═════ Exercise materials ═════
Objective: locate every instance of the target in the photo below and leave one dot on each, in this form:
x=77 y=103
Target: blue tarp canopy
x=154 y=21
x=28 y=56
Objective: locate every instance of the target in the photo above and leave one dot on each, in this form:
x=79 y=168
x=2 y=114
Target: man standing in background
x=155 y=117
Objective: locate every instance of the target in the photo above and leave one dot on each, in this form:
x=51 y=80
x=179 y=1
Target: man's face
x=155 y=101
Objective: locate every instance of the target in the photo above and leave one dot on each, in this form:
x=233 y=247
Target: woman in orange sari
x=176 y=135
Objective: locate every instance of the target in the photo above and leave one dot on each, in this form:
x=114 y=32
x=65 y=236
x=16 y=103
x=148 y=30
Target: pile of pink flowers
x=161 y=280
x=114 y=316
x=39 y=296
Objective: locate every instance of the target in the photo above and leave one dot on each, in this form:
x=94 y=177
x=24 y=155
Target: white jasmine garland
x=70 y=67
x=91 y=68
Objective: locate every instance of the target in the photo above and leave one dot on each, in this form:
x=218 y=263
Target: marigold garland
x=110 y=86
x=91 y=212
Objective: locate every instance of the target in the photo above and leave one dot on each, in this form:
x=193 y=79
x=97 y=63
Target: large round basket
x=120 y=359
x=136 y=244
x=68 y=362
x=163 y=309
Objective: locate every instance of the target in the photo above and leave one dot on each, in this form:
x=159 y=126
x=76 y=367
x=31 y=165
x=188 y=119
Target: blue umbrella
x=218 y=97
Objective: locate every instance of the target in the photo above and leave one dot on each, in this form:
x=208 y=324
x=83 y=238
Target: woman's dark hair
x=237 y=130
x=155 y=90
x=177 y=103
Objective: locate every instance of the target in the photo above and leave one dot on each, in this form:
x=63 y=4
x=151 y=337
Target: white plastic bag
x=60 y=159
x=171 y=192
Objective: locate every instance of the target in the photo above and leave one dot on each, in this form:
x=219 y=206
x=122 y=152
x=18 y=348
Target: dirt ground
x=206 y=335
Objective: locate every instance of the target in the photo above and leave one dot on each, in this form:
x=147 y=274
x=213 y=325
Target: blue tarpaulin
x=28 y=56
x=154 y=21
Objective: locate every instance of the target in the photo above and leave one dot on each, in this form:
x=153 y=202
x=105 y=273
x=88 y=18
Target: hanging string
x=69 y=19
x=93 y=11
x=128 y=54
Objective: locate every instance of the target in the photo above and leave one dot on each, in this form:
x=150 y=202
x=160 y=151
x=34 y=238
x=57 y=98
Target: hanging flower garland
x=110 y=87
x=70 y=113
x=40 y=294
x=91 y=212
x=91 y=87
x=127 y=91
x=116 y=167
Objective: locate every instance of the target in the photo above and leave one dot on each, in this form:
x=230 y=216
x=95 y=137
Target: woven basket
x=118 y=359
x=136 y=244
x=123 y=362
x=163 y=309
═════
### Task objective
Identify every line of the listing above that contains the word "basket", and copy each of those lines. Matches must have the same capitalization as the word.

### Finished task
Target: large round basket
Target: woven basket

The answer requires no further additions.